## TO BE DONE
Copy exactly the run of lines that begins at the line with "the wall-mounted sign" and ends at the final line of the entries.

★ ★ ★ ★ ★

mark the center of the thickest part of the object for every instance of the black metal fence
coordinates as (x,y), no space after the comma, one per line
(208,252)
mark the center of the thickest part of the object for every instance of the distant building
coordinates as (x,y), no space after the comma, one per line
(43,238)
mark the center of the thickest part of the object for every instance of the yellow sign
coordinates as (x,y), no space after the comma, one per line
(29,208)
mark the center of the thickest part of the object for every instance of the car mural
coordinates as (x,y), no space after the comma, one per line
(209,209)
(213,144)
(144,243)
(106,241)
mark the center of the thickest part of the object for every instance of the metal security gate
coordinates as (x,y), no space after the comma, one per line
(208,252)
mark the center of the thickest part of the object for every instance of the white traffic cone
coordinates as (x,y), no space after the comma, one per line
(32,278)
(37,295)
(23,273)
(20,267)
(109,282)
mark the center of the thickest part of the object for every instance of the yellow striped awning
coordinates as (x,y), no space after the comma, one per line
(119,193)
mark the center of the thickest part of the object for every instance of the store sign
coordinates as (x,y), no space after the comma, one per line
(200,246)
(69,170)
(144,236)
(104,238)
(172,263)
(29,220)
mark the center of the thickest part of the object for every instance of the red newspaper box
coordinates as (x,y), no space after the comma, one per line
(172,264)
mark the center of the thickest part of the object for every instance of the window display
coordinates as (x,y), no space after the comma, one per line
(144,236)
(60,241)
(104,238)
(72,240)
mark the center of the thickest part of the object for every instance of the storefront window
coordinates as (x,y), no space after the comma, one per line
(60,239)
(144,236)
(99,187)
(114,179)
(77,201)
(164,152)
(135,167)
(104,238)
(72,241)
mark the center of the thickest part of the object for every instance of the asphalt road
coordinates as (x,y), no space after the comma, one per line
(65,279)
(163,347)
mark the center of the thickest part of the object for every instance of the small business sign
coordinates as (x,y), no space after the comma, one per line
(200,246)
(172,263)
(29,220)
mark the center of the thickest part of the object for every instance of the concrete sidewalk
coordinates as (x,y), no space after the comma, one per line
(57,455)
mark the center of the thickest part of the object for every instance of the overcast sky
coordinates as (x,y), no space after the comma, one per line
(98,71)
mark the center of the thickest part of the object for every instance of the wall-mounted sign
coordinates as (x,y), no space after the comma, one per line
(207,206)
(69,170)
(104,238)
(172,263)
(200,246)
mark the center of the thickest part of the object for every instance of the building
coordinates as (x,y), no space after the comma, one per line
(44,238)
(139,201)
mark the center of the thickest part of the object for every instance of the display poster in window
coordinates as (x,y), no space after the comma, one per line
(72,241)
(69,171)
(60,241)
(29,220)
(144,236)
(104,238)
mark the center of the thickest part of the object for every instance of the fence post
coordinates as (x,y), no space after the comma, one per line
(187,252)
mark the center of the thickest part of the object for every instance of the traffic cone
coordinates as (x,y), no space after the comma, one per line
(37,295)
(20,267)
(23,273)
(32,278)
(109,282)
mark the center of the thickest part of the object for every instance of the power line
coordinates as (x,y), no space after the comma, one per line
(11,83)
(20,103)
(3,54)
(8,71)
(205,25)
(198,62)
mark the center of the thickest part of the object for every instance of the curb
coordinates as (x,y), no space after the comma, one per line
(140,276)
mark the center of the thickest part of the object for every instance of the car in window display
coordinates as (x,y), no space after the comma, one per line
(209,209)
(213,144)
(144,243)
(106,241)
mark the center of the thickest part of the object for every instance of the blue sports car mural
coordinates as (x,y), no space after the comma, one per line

★ ★ ★ ★ ★

## ANSWER FOR THIS EXERCISE
mark the center of the thickest part of the object for every instance of the wall-mounted sign
coordinates as (x,y), no space after the comma, one per line
(207,206)
(69,170)
(104,238)
(172,263)
(200,246)
mark the center of the thickest part of the object for every instance of the building
coordinates as (x,y), no space after the comma, one per line
(44,238)
(139,201)
mark the center of the thickest part of the object for every instance of the display poster in window
coordinates as (x,y), no space after the comma, one per line
(72,241)
(69,171)
(60,241)
(29,220)
(144,236)
(104,238)
mark the center of the thickest part of the object for every instance of the fence post
coordinates as (x,y), no space after the comma, one per line
(187,252)
mark the center of the thickest part of the object for every instance of the traffic cone
coordinates as (x,y), no space after the comma, one per line
(37,295)
(20,267)
(23,273)
(32,278)
(109,282)
mark the center of the thickest part of the object for every instance of the power line
coordinates as (x,y), no space after the comma, one per line
(11,83)
(20,103)
(3,54)
(8,71)
(205,25)
(198,62)
mark the center of the thickest part of the object for every instance of the curb
coordinates as (x,y), no space after the comma, one per line
(140,276)
mark the center of the thickest part of the object for every instance of the car in window display
coordinates as (x,y), no space after the comma, one per line
(209,209)
(213,144)
(144,243)
(106,241)
mark the center of the thickest part of the object for every instance of the blue sports car mural
coordinates as (x,y), no space after the comma, one per line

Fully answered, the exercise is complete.